>> start EXTRACT TO READ

The Canadian dollar’s fortunes are tied to oil prices, and oil prices are rising. West Texas Intermediate (WTI) surged overnight, for a gain of 4.9% this week. Prices have edged down from the peak, but they remain supported. The International Energy Agency’s (IEA) Monthly Oil Report, released this morning, paints a reasonably positive outlook for crude. The IEA suggests that there is a floor under oil prices supported by the production cuts by the Organization of the Petroleum Countries and Russia, and by Saudi Arabia’s recent claim that it would make significant cuts in January. The IEA said their estimate for global oil demand growth was unchanged at 1.4 million barrels/day. They also predicted that the U.S. crude production would surpass the production capacity for Russia and Saudi Arabia.

>> end EXTRACT TO READ
>> start DATA SHOWN

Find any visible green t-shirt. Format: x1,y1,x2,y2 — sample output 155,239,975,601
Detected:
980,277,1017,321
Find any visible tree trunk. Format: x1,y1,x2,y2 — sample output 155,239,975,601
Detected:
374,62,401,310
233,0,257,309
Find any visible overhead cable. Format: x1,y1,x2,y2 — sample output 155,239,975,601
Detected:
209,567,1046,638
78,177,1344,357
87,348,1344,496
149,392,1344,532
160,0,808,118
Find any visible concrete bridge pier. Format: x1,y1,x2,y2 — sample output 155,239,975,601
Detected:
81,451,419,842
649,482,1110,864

>> end DATA SHOWN

# PROBLEM A
Print the records exactly as they appear, from the start of the records through the line containing "233,0,257,309", with both ends included.
# PROBLEM B
Give what follows in the passage about oil prices and the Canadian dollar, starting right after its final sentence.

# TASK OUTPUT A
Find any visible green t-shirt. Format: x1,y1,x2,y2 — sample output 155,239,975,601
Detected:
980,277,1017,321
Find any visible tree trunk. Format: x1,y1,x2,y2 — sample output 155,239,975,601
Detected:
374,62,401,310
233,0,257,309

# TASK OUTPUT B
The Canadian dollar is also supported by the mildly positive tone towards risk because of a Wall Street Journal article. The WSJ claims that U.S. Treasury Secretary Steven Mnuchin is proposing easing or even eliminating tariffs on Chinese imports as a way of calming financial markets and encouraging China to make longer-term reforms. The Treasury department denied the story. Still, stock markets rose across the globe. The major Asia indices closed with strong gains, European bourses are all higher by at least 1.25%, and the U.S. futures suggest that the Dow Jones Industrial Average will surge, at the open.

The Canadian dollar managed to squeak out a small gain compared to Monday’s Toronto opening level. Only the British pound performed better, and that was all to do with UK domestic issues. Nevertheless, sterling is casting a shadow over the FX market. British Members of Parliament soundly rejected Prime Minister Theresa May's Brexit deal that was negotiated with the European Union. She managed to win a no-confidence vote the next day. GBP/USD rallied on the news as many believe that the risk of a "no-deal" Brexit diminished with May’s defeat. Nevertheless, the Canadian dollar was undermined by GBP/CAD demand although, firmer oil prices limited the damage.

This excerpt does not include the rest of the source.